◆ Required action ◆
Throughout the listing below, show every line in which "tractor" occurs.

◆ Records shown ◆

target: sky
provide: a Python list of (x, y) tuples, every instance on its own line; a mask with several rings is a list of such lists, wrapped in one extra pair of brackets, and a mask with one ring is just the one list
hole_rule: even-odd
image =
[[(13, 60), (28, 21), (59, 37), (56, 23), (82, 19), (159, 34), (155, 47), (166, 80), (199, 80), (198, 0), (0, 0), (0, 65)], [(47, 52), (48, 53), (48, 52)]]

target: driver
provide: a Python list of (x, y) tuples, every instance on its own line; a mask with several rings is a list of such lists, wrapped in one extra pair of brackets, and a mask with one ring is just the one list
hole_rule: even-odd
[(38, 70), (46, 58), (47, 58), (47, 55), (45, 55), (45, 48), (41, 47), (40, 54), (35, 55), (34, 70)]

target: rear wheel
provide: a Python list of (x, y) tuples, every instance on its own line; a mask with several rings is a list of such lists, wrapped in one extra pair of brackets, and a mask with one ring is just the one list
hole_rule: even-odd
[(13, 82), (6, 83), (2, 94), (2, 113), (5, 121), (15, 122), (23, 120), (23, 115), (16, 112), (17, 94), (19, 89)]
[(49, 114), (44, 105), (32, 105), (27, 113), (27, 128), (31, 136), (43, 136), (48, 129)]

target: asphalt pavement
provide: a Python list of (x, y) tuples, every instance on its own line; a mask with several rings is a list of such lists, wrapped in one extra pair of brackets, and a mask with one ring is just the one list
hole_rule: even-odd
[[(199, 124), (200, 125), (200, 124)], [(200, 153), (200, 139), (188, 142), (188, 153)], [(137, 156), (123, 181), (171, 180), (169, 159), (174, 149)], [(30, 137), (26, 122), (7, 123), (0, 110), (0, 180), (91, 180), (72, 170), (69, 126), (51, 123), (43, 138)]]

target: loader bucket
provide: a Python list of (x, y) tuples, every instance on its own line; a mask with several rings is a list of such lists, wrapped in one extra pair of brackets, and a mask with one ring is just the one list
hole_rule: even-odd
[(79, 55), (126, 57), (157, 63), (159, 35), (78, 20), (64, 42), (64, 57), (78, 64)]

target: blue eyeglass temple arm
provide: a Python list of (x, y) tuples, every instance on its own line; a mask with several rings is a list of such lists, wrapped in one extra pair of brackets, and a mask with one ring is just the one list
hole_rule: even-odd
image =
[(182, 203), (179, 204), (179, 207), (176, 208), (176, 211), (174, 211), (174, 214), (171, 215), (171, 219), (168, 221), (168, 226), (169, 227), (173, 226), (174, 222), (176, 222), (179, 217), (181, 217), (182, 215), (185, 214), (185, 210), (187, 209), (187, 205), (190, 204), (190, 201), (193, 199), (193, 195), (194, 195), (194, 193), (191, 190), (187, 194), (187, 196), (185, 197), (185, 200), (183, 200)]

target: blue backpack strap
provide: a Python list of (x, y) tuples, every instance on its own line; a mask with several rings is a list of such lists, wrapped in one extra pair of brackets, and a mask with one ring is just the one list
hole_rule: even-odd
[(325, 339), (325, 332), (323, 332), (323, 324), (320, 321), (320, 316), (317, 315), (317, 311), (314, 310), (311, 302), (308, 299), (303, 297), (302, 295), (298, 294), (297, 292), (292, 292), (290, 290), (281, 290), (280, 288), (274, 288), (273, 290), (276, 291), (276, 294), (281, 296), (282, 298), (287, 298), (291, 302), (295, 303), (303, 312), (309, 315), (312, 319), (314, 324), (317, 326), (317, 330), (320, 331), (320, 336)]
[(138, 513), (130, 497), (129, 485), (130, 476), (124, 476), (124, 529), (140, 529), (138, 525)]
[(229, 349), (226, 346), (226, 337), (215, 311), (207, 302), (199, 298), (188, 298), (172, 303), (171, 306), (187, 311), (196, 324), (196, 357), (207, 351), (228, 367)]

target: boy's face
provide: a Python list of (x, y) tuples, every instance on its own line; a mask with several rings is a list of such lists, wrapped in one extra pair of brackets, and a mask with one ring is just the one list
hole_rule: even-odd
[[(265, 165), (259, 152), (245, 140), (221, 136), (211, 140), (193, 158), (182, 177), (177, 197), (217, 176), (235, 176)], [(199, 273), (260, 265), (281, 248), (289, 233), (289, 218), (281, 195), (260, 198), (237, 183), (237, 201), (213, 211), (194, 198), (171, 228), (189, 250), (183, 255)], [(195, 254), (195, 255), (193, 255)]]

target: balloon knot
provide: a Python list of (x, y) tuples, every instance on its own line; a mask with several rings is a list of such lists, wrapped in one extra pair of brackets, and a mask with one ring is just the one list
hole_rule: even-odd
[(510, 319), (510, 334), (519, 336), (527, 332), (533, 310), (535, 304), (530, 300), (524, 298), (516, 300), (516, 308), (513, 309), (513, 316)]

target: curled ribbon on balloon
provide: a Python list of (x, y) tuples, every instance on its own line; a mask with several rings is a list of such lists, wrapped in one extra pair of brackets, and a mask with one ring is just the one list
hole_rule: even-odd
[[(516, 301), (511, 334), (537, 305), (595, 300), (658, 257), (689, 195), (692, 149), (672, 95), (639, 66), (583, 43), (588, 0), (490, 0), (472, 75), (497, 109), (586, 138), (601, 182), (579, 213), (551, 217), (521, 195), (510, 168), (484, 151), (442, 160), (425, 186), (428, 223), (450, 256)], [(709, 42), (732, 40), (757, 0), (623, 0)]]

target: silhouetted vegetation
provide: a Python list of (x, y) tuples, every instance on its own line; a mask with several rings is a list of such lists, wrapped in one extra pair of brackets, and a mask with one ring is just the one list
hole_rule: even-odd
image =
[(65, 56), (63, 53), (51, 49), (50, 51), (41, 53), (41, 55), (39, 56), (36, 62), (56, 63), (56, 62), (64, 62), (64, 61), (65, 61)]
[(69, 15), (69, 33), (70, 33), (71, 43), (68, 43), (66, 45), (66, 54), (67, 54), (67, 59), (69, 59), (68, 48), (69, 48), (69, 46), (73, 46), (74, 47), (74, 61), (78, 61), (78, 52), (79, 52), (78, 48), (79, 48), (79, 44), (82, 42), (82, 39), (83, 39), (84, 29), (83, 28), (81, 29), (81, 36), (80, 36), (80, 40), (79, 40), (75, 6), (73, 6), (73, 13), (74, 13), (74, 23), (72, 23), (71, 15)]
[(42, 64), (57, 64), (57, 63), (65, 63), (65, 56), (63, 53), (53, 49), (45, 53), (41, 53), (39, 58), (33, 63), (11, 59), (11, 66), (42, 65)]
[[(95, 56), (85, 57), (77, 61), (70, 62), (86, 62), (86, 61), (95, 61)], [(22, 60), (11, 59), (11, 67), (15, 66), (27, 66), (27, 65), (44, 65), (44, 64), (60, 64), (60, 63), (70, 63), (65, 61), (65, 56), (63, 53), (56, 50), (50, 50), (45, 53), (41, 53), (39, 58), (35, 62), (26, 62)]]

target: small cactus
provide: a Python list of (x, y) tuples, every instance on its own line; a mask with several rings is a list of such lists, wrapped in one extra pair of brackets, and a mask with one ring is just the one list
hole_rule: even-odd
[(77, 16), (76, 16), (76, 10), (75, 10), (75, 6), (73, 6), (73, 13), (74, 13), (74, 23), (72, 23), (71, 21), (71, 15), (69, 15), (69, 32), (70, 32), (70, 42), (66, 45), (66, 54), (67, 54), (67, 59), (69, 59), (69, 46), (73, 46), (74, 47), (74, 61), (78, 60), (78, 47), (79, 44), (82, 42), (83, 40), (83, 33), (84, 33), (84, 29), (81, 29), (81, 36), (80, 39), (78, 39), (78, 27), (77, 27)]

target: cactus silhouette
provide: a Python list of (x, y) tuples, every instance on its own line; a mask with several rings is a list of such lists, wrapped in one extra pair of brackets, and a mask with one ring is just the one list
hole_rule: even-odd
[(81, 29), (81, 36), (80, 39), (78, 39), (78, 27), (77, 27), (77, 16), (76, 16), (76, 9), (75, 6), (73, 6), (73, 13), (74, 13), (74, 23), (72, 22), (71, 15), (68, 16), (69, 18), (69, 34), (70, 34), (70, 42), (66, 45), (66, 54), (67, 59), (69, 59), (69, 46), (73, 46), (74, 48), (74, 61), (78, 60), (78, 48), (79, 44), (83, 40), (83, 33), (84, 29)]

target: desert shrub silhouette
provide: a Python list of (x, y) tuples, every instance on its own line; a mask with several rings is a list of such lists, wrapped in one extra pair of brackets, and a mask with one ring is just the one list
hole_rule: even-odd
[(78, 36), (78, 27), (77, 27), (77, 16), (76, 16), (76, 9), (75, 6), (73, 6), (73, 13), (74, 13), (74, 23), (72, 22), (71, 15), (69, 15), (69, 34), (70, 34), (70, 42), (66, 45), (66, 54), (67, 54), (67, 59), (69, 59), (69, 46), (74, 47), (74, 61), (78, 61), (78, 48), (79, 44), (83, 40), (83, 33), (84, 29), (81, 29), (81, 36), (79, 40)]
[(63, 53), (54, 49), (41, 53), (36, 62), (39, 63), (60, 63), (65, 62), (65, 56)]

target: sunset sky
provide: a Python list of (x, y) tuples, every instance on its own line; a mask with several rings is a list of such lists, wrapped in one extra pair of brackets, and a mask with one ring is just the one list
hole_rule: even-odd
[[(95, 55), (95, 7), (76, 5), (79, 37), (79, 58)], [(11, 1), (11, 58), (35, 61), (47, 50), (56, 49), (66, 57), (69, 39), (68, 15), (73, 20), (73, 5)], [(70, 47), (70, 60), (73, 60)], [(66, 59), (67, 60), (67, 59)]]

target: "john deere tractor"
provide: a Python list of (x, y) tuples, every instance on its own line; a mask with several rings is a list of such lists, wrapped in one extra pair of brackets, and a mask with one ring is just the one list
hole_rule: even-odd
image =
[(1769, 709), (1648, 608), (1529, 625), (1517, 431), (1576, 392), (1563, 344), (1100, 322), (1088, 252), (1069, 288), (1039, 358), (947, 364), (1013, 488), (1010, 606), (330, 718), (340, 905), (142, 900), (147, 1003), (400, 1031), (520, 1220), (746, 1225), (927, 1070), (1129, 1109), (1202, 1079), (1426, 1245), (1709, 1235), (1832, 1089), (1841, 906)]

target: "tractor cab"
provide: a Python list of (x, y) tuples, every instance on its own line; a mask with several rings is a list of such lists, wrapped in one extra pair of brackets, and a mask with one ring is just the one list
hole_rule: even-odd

◆ Response to the task ◆
target: "john deere tractor"
target: "tractor cab"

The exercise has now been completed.